# Exercise objective
Pictures aside, can you reproduce the records word for word?
───── Information supplied
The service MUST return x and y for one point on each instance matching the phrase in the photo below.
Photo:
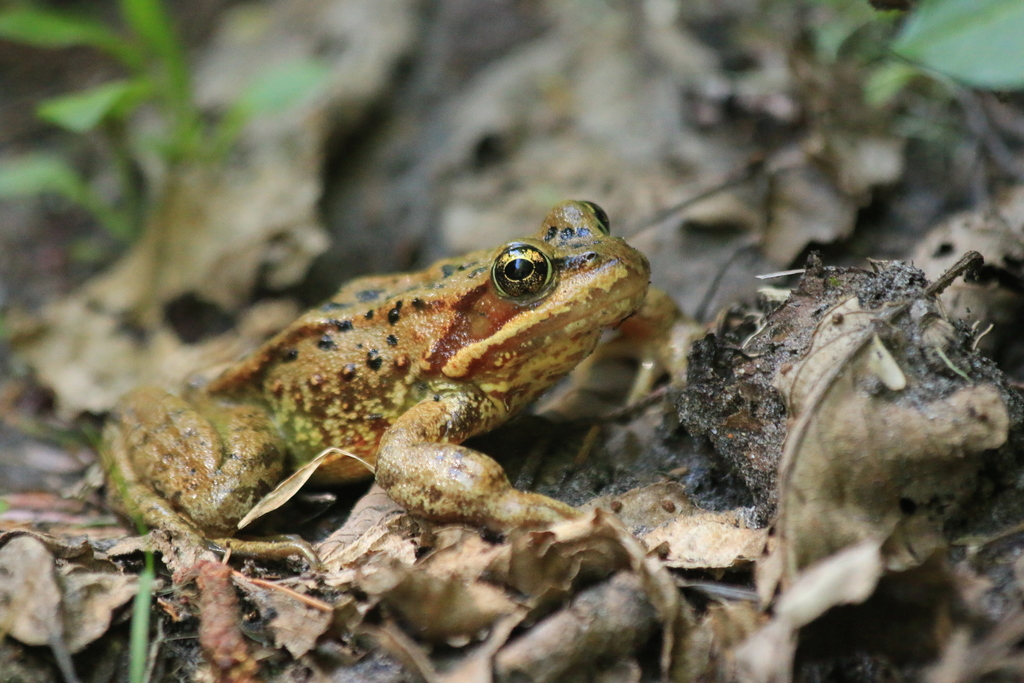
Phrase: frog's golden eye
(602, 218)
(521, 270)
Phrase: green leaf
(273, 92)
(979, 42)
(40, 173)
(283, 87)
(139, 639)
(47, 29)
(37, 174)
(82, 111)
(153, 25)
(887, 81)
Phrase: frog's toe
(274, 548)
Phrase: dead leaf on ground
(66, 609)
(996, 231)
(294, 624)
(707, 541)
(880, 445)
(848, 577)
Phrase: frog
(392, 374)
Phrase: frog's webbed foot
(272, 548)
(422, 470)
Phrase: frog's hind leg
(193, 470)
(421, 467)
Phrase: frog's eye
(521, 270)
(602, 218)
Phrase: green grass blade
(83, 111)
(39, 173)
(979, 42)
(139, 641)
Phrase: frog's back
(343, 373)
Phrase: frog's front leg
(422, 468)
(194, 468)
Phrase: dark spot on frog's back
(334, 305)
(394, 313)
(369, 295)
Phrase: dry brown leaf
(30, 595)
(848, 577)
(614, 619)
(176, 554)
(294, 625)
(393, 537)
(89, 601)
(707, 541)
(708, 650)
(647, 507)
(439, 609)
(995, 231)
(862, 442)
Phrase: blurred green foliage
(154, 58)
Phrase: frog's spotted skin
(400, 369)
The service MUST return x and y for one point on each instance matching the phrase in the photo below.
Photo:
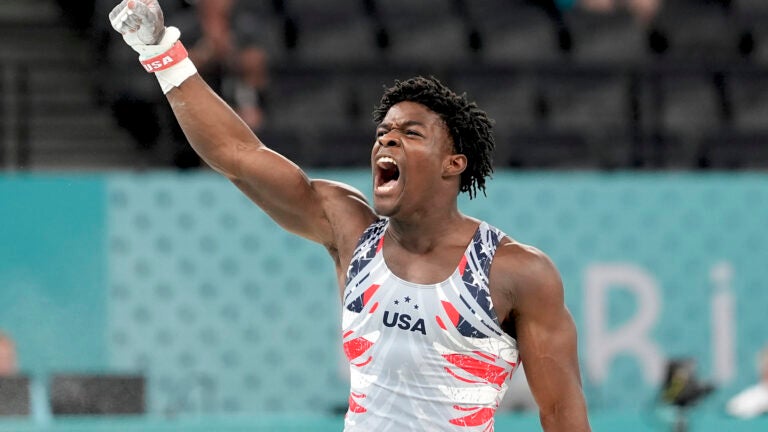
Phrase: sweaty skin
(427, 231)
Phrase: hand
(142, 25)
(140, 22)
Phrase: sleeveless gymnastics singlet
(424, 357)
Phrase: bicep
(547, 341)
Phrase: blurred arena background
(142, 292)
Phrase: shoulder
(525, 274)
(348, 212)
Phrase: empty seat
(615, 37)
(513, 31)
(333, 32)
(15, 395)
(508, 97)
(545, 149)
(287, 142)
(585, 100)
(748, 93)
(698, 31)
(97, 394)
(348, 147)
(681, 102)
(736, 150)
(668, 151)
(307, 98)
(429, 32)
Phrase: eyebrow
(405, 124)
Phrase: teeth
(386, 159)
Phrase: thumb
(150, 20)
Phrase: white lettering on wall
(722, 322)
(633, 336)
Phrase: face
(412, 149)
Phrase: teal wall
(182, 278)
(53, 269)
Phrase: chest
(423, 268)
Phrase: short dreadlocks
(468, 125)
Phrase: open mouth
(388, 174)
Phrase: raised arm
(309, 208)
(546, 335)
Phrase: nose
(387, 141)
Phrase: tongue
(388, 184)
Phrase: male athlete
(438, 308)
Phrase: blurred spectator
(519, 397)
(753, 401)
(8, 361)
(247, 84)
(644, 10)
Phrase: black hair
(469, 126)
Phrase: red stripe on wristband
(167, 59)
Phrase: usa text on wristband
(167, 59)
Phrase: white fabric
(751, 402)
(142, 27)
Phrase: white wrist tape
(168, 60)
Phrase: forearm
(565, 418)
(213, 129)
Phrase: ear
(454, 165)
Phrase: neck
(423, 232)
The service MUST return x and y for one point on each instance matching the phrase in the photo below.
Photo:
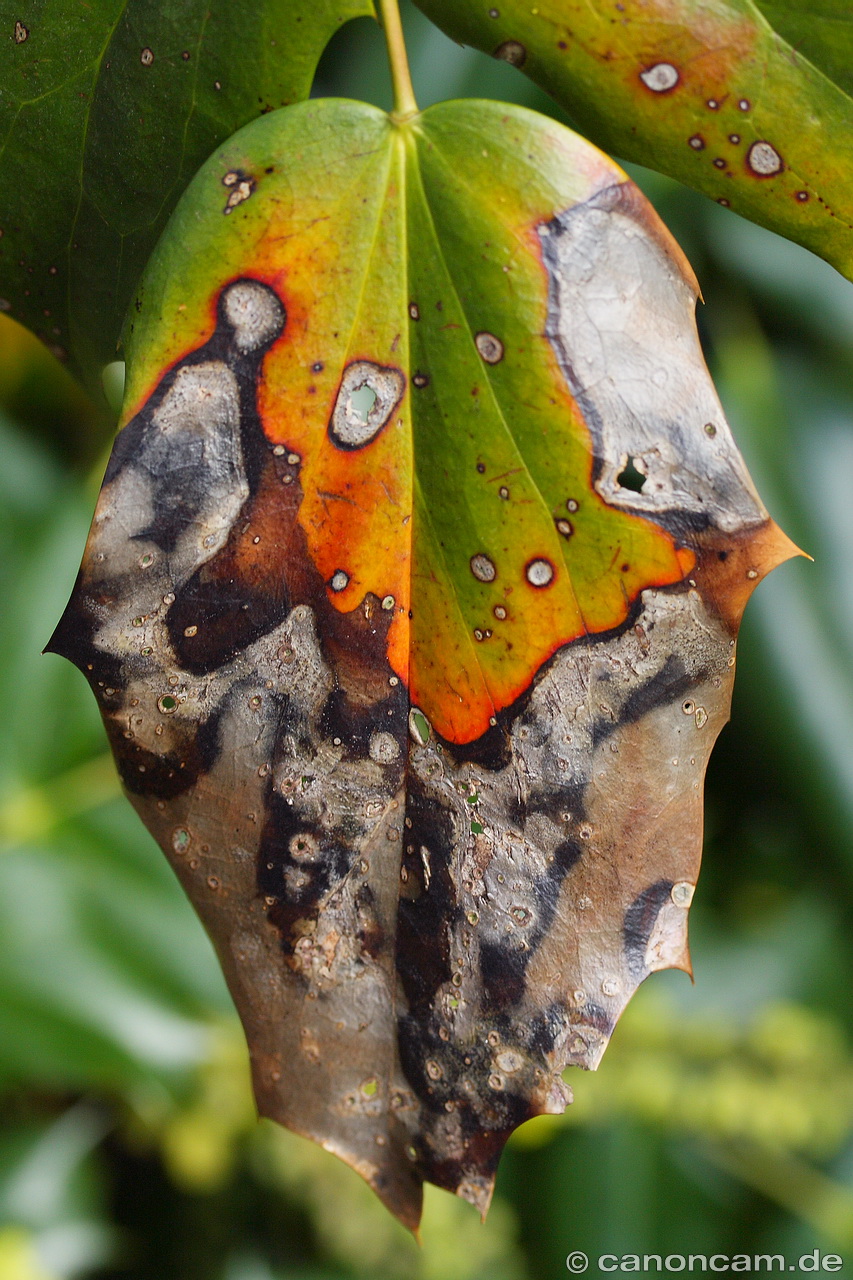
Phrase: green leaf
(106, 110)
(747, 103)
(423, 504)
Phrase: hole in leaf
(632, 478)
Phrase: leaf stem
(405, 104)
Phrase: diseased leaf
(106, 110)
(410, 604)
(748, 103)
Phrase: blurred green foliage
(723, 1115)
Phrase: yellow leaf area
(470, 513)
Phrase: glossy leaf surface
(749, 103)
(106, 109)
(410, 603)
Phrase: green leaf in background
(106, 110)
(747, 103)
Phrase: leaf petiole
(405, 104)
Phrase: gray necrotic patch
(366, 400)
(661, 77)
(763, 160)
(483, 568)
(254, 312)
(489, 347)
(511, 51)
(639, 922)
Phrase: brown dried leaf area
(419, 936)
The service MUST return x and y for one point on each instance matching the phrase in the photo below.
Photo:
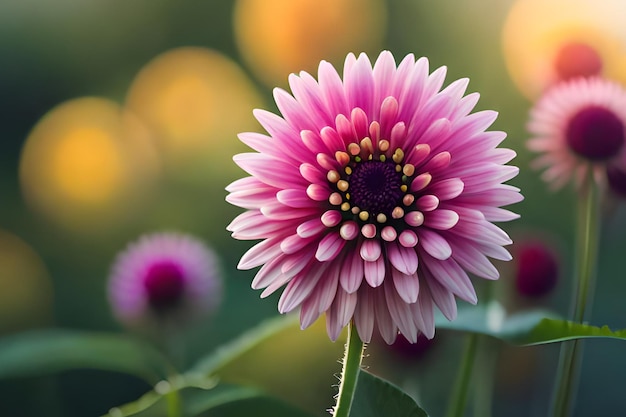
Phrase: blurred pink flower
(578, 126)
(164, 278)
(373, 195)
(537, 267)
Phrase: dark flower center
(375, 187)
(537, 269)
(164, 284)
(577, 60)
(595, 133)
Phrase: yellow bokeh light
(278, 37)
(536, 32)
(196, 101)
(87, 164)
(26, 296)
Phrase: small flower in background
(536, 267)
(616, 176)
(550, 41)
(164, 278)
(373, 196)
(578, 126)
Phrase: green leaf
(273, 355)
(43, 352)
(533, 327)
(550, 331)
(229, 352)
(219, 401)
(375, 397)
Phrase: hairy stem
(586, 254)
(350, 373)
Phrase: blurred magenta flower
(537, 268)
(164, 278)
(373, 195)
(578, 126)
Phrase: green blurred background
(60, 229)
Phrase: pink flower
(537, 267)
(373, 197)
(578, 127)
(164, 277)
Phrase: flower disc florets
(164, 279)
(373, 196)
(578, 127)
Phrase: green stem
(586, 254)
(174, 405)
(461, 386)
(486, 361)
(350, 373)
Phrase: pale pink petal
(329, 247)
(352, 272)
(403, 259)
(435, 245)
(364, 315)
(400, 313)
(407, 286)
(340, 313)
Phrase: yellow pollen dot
──────────
# Exercise response
The service MUST return x and y for one point on each instance matching the phrase in the photo below.
Photo:
Phrase: frog's golden eye
(602, 218)
(521, 270)
Phrase: green leaf
(273, 92)
(979, 42)
(40, 173)
(283, 87)
(139, 639)
(47, 29)
(37, 174)
(82, 111)
(153, 25)
(887, 81)
Phrase: frog's toe
(274, 548)
Phrase: dead leaf on ground
(66, 609)
(996, 231)
(294, 624)
(707, 541)
(880, 445)
(848, 577)
Phrase: frog
(392, 374)
Phrase: frog's webbed foot
(272, 548)
(422, 470)
Phrase: frog's hind leg
(193, 470)
(421, 467)
Phrase: frog's eye
(521, 270)
(602, 218)
Phrase: green grass blade
(83, 111)
(39, 173)
(979, 42)
(139, 641)
Phrase: frog's back
(343, 373)
Phrase: frog's front leg
(422, 468)
(194, 468)
Phrase: dark spot on frog's back
(334, 305)
(394, 313)
(369, 295)
Phrase: dry brown leaf
(30, 595)
(848, 577)
(614, 619)
(176, 554)
(294, 625)
(393, 537)
(89, 601)
(707, 541)
(708, 650)
(647, 507)
(439, 609)
(995, 231)
(862, 442)
Phrase: blurred green foliage
(154, 58)
Phrase: frog's spotted skin
(400, 369)
The service MUST return x and y for one point on each instance matching the phrase in the photo below.
Photo:
Phrase: sweaty skin
(427, 231)
Phrase: hand
(142, 25)
(140, 22)
Phrase: sleeveless gymnastics singlet
(424, 357)
Phrase: bicep
(547, 341)
Phrase: blurred arena background
(142, 292)
Phrase: shoulder
(525, 274)
(348, 212)
Phrase: empty seat
(615, 37)
(513, 31)
(333, 32)
(15, 395)
(508, 97)
(545, 149)
(287, 142)
(585, 100)
(748, 93)
(698, 31)
(97, 394)
(348, 147)
(681, 102)
(736, 150)
(668, 151)
(307, 98)
(429, 32)
Phrase: eyebrow
(405, 124)
Phrase: teeth
(386, 159)
Phrase: thumb
(150, 20)
Phrase: white lettering on wall
(722, 322)
(633, 336)
Phrase: face
(412, 149)
Phrase: teal wall
(182, 278)
(53, 269)
Phrase: chest
(423, 268)
Phrase: short dreadlocks
(468, 125)
Phrase: open mouth
(388, 174)
Phrase: raised arm
(309, 208)
(546, 335)
Phrase: nose
(387, 141)
Phrase: tongue
(388, 184)
Phrase: male athlete
(438, 308)
Phrase: blurred spectator
(519, 397)
(753, 401)
(8, 361)
(247, 84)
(644, 10)
Phrase: black hair
(469, 126)
Phrase: red stripe on wristband
(167, 59)
Phrase: usa text on wristband
(167, 59)
Phrase: white fabric
(751, 402)
(142, 27)
Phrase: white wrist tape
(168, 60)
Phrase: forearm
(565, 418)
(213, 129)
Phrase: ear
(454, 165)
Phrase: neck
(423, 232)
The service MUST return x and y for one point on each instance matching the phrase in the photo below.
Photo:
Phrase: green leaf
(106, 110)
(747, 103)
(423, 504)
Phrase: hole in leaf
(632, 478)
Phrase: leaf stem
(405, 104)
Phrase: diseased leaf
(106, 110)
(410, 604)
(748, 103)
Phrase: blurred green foliage
(723, 1115)
Phrase: yellow leaf area
(470, 513)
Phrase: glossy leaf surface
(749, 103)
(106, 109)
(410, 603)
Phrase: green leaf in background
(106, 110)
(747, 103)
Phrase: leaf petiole
(405, 104)
Phrase: gray necrotic patch
(366, 400)
(661, 77)
(763, 160)
(483, 568)
(254, 312)
(489, 347)
(511, 51)
(639, 922)
Phrase: brown dried leaf area
(419, 936)
The service MUST return x and y for one point on each instance matching the phrase in the photo below.
Photo:
Phrase: blurred pink flower
(578, 126)
(164, 278)
(373, 195)
(537, 267)
Phrase: dark flower center
(375, 187)
(537, 269)
(164, 284)
(577, 60)
(595, 133)
Phrase: yellow bokeh light
(278, 37)
(536, 32)
(196, 101)
(87, 164)
(26, 296)
Phrase: small flower in background
(536, 267)
(616, 176)
(550, 41)
(164, 278)
(373, 196)
(578, 126)
Phrase: green leaf
(273, 355)
(43, 352)
(533, 327)
(550, 331)
(229, 352)
(219, 401)
(375, 397)
Phrase: hairy stem
(586, 254)
(350, 373)
Phrase: blurred magenta flower
(537, 268)
(164, 278)
(373, 195)
(578, 126)
Phrase: green blurred background
(60, 229)
Phrase: pink flower
(537, 267)
(373, 197)
(578, 127)
(164, 277)
Phrase: flower disc florets
(164, 279)
(373, 196)
(578, 127)
Phrase: green stem
(586, 254)
(174, 405)
(461, 386)
(486, 361)
(350, 373)
Phrase: pale pink petal
(329, 247)
(352, 272)
(403, 259)
(435, 245)
(364, 315)
(400, 313)
(407, 286)
(340, 313)
Phrase: yellow pollen dot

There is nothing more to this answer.